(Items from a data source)
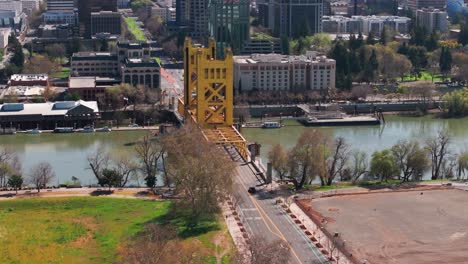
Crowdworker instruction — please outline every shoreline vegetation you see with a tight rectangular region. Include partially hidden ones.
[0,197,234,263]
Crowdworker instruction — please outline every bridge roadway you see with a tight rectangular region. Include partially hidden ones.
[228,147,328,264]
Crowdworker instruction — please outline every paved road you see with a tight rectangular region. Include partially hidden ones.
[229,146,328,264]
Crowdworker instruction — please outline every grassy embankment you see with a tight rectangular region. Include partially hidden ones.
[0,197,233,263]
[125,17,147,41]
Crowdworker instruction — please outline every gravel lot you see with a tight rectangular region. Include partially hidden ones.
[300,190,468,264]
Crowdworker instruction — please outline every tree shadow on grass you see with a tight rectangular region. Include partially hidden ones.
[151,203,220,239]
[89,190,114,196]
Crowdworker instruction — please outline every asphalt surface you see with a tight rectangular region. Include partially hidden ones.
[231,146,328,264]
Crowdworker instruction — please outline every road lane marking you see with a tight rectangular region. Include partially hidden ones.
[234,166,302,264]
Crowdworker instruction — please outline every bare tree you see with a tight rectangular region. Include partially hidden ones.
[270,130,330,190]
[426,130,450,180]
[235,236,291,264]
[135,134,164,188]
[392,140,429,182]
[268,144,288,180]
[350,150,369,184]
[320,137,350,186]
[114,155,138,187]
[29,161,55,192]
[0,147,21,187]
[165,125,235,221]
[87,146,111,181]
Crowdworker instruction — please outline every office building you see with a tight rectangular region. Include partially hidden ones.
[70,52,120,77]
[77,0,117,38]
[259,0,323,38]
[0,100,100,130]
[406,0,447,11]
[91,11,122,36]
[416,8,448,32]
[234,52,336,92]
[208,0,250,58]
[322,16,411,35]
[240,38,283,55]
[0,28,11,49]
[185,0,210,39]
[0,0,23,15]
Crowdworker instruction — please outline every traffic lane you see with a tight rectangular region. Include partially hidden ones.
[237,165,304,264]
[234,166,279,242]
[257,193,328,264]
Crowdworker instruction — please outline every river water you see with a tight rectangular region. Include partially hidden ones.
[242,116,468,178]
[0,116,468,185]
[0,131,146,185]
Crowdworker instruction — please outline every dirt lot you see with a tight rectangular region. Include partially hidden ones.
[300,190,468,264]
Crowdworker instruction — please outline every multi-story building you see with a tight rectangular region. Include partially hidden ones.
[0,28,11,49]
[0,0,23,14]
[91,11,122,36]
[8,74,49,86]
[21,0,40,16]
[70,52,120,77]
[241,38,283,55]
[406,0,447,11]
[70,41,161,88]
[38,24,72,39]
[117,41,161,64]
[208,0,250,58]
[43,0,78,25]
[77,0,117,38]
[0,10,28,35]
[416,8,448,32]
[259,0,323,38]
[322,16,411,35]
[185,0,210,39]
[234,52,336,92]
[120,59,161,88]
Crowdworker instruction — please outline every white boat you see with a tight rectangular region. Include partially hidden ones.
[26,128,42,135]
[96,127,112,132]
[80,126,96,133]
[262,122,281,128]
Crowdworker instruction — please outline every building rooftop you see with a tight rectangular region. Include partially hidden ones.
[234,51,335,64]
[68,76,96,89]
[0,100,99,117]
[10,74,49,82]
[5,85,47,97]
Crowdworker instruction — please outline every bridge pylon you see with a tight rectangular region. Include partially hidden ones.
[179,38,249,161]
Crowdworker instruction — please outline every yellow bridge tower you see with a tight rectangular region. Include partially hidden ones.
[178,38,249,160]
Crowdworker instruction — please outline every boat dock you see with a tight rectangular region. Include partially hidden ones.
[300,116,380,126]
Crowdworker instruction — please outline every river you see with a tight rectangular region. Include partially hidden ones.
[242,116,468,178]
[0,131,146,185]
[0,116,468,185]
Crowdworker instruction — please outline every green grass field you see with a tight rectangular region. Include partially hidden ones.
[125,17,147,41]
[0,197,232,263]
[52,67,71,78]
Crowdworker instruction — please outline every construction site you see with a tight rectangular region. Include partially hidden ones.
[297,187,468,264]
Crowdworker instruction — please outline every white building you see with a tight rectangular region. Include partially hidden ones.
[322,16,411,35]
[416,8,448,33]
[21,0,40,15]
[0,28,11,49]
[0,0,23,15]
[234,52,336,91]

==

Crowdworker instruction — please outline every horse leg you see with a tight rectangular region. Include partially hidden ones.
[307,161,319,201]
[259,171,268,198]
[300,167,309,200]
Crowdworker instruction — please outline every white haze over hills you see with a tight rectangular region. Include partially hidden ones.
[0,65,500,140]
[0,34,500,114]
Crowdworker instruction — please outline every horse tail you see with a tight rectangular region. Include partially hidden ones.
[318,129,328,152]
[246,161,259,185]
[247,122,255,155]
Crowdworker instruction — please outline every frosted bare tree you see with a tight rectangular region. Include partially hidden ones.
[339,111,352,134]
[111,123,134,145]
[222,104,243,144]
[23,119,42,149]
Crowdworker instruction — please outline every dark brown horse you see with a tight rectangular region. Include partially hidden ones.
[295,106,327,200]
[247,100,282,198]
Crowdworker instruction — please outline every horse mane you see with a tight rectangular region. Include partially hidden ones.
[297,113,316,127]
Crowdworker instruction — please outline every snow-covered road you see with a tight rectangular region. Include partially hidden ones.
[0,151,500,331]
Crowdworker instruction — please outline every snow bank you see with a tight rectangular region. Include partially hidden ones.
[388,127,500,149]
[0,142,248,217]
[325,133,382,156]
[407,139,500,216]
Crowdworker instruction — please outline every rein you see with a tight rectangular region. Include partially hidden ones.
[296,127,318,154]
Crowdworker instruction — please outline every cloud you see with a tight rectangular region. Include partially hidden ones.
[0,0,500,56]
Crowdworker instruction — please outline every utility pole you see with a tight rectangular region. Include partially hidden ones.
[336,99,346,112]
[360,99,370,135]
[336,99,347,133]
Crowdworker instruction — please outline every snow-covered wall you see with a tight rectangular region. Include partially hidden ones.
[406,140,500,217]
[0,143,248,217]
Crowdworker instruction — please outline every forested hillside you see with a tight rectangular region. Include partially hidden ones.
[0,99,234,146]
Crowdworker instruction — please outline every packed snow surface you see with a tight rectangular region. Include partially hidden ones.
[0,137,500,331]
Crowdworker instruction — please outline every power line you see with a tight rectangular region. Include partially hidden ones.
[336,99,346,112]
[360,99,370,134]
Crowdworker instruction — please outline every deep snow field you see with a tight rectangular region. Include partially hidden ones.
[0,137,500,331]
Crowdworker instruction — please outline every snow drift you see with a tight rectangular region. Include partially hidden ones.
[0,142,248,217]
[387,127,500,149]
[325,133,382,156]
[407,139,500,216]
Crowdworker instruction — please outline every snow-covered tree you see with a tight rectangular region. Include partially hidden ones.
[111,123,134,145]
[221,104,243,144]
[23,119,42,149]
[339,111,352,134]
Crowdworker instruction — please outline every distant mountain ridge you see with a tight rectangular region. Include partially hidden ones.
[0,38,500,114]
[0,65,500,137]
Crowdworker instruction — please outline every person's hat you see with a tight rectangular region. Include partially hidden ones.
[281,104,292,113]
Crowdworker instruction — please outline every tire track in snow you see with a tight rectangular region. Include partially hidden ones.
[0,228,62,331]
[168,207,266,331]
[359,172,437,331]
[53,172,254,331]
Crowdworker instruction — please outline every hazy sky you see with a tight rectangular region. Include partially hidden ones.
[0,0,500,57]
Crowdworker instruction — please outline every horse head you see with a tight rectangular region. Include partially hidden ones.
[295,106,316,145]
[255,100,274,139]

__Exercise brief__.
Arrange as a numbered list the lines of the data that begin with the one containing "Crowdworker instruction — please outline every rein" and end after the one containing "[296,127,318,154]", leaving out any blank lines.

__Task result__.
1. Crowdworker instruction — please outline every rein you see with a tight rectangular region. Include partially hidden ones.
2. [296,127,318,154]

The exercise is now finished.